(Extracted records)
************

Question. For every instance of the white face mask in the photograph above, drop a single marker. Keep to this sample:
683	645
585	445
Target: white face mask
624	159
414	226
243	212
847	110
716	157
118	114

************

**WHAT YOU HAVE TO DO**
The output should restate the data exactly, with no line missing.

**EXERCISE ANSWER**
Question. For every instance of the white face mask in the photograph above, drop a single marker. Keep to this sample:
683	645
585	445
Target: white face mask
624	159
414	226
243	212
847	110
716	157
118	114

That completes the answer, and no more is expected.